INSTRUCCIONES Y REQUISITOS: En el artículo sobre Pedro J. Ramírez, ¿dónde fue el primer encuentro con él?

TEXTO MOSTRADO:
Foto: Pedro J. Ramírez en su despacho de ‘El Mundo’ en 1989. Junto a él, Juan Carlos Laviana, autor de este artículo, y el editor del periódico, Alfonso de Salas. / FERNANDO MÚGICA
El primer encuentro con Pedro J. Ramírez fue en los sótanos de la Universidad de Navarra. Transcurría el año 78. Ofrecía una charla a los estudiantes de periodismo. A la cita apenas acudimos ocho personas. Algunas de esas personas acabarían siendo estrechos colaboradores suyos. Sorprendía por su juventud —25 años— y por su aspecto de niño bueno, con pinta de empollón y de no haber matado una mosca en su vida. Aún no llevaba tirantes, vestía un impoluto y muy tradicional traje gris muy oscuro, camisa lisa de color blanco y corbata de una discreción extrema para alguien de su edad.
El siguiente encuentro fue dos años después, ya en la redacción de Diario 16, que él dirigía desde hacía dos semanas. Desde entonces, toda mi trayectoria profesional —casi cuarenta y dos años— estaría vinculada a la del director, mi único director. Me he permitido esta larga introducción, exponiendo mis recuerdos personales, para advertir que no soy testigo imparcial. Soy testigo de la defensa, juez y parte, a la hora de exponer sus lecciones de periodismo. Las enseñanzas están extraídas de su nuevo libro, Palabra de director (Planeta), en el que rememora las peripecias de su carrera hasta 2006, peripecias que, en cierto modo, también son las mías, al haberlas vivido a solo unos metros, muchas veces centímetros, de distancia.
Una forma de vida
Se ha escrito mucho sobre las revelaciones políticas de sus memorias. Poco, muy poco, sobre el Ramírez periodista. Escudriñando en el libro y en las entrevistas a propósito de su publicación, se encuentran numerosas lecciones sobre el periodismo que pueden ser de gran utilidad —a mí me lo fueron— para el ejercicio de la profesión. La primera de ellas, sin duda, es que el periodismo no es solo una profesión, sino una forma de vida. No se puede ser periodista de nueve a cinco, ni de lunes a viernes. Porque la vida, la noticia que da fe de ella, no se detiene, no tiene horarios.

Extractos de conjuntos de datos etiquetados con recuadros:
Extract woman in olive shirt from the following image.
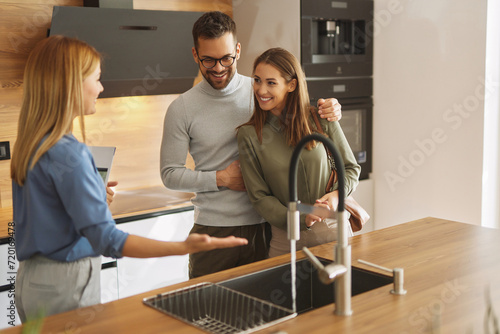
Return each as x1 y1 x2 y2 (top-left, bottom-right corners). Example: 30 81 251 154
238 48 361 257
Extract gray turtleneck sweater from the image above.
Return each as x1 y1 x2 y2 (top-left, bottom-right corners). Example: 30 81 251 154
160 73 262 226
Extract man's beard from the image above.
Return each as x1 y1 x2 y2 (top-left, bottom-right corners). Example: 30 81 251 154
201 67 235 90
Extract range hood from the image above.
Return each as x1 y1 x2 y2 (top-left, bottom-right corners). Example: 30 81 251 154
49 6 202 97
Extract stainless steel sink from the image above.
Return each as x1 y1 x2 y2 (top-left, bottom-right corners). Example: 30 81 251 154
218 259 393 314
143 283 297 334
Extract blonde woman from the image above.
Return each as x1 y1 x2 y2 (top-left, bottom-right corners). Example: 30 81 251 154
11 36 247 322
238 48 361 257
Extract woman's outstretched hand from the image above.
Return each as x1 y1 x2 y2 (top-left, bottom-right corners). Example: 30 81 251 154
184 233 248 253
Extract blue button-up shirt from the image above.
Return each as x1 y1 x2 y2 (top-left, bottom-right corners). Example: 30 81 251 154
12 135 128 262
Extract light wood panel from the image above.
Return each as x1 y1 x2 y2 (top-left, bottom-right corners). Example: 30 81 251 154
0 0 232 207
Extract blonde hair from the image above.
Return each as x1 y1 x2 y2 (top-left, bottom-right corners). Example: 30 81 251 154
11 36 101 186
238 48 316 149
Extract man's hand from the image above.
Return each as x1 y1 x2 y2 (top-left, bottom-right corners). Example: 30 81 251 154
318 98 342 122
106 181 118 206
216 160 246 191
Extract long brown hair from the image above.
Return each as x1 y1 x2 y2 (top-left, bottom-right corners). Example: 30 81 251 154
238 48 316 149
11 36 101 186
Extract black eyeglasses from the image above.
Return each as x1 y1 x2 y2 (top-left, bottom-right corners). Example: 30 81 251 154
196 44 238 69
200 56 236 69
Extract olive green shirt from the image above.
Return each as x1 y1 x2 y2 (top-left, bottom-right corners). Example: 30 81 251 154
238 113 361 230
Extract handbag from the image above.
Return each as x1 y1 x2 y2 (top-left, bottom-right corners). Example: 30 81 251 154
311 109 370 232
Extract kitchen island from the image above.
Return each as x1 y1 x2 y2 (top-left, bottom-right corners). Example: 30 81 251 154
2 218 500 334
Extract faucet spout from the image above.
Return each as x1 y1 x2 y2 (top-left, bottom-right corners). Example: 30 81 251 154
288 134 352 316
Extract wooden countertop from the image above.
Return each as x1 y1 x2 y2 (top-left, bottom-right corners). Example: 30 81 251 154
0 186 194 244
2 218 500 334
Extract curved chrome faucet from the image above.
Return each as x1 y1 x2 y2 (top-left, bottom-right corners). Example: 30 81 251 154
287 134 352 316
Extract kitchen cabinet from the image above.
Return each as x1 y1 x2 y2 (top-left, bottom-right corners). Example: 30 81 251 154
113 210 194 298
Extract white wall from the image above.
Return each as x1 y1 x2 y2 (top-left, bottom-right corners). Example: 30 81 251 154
482 0 500 228
372 0 487 229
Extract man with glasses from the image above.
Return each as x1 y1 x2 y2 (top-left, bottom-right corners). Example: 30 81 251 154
160 12 340 278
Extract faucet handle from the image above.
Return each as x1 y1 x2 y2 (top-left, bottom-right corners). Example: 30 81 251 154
302 247 347 284
358 259 407 295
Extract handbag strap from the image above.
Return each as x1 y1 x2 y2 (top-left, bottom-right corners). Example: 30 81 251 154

LA RESPUESTA: En los sótanos de la Universidad de Navarra.